Restate each entry shown beneath this instruction, keeping its wording intact.
------------------------------------
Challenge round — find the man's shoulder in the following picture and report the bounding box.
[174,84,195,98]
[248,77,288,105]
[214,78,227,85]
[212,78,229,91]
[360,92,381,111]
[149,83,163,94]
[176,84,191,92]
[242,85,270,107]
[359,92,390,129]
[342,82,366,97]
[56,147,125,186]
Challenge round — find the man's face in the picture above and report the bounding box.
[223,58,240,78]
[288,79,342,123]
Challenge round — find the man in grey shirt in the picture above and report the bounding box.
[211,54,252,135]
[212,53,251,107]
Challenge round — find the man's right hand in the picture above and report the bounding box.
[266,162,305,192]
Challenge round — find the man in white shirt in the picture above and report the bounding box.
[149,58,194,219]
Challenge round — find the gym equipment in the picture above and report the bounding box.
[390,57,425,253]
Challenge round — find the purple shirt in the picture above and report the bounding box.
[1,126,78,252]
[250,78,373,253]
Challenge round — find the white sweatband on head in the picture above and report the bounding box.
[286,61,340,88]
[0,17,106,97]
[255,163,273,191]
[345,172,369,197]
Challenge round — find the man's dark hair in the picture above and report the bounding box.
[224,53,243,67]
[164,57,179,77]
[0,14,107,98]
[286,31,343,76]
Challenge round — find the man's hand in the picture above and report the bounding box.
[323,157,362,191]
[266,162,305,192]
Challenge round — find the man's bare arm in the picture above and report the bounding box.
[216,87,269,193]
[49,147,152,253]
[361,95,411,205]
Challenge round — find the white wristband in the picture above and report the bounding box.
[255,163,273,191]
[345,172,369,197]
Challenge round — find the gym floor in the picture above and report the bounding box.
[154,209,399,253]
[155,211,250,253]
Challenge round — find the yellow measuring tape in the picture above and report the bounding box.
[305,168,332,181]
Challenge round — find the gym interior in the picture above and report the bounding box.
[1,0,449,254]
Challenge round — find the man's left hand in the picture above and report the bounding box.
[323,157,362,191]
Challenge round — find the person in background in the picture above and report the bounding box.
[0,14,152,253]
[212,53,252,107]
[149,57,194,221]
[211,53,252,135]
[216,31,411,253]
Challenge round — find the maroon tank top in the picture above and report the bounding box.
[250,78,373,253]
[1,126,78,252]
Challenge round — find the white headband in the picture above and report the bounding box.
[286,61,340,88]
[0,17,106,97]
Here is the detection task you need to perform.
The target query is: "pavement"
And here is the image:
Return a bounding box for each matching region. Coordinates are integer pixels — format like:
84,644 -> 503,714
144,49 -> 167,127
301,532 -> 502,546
------------------------------------
**Solution to the exercise:**
Challenge round — find the man's shoulder in the following picture and report the bounding box.
[174,84,195,98]
[248,77,288,105]
[214,78,227,85]
[212,78,229,91]
[360,92,381,111]
[149,83,163,94]
[176,84,191,92]
[242,85,270,107]
[359,92,390,129]
[342,82,366,97]
[56,147,125,186]
Challenge round — find the man's face in the picture above and report the bounding box.
[223,58,240,78]
[288,79,342,123]
Challenge round — find the man in grey shirt in the picture above and report the bounding box.
[211,54,252,135]
[212,53,251,107]
Challenge round — find the man's right hand in the picture above and report the bounding box.
[266,162,305,192]
Challenge round — find the man in white shirt in the picture above and report the bounding box.
[149,58,194,219]
Challenge round — find the gym equipment in the picture above and report the bounding box.
[390,57,425,253]
Challenge round — find the purple shirt in the picture above and report the bounding box.
[1,126,78,252]
[250,78,373,253]
Challenge round — find the white sweatband on head in the picture above and report the bounding box.
[286,61,340,88]
[0,17,106,97]
[255,163,273,191]
[345,172,369,197]
Challenge round — find the man's dark hair in the picture above and report the bounding box.
[224,53,243,67]
[164,57,179,77]
[0,14,107,98]
[286,31,343,76]
Challenge round — find the man's hand in the picture above and report the bounding box.
[323,157,362,191]
[266,162,305,192]
Challenge round — find the man's bare arm in the picture above and report the bounding box.
[216,87,269,193]
[49,147,152,253]
[361,95,411,205]
Challenge round — find the white wristband in the picture above and report the bounding box.
[255,163,273,191]
[345,172,369,197]
Challenge round — find the gym floor in the picture above and report the bounding box.
[154,209,399,253]
[155,211,250,253]
Challenge round — find the yellow measuring tape in the picture above and report the bounding box.
[305,168,332,181]
Challenge round — find the gym interior in the picture above and report the bounding box.
[1,0,449,254]
Challenge round — find the man's left hand in the picture above and report the bounding box.
[323,157,362,191]
Challenge round — find the person in background in the picture above and report the bounding box.
[0,14,152,253]
[212,53,252,107]
[149,57,194,221]
[211,53,252,135]
[216,31,411,253]
Challenge round — find the maroon tank top in the picture above and report the bounding box.
[250,78,373,253]
[1,126,78,252]
Challenge round — find the white headband in the picture above and report the bounding box.
[286,61,340,88]
[0,17,106,97]
Here is the detection task you need to perform.
The target query is: "pavement"
And here is the image:
Return a bounding box for each matching region. Coordinates are integer pixels — format like:
84,644 -> 503,714
144,49 -> 167,127
301,532 -> 502,546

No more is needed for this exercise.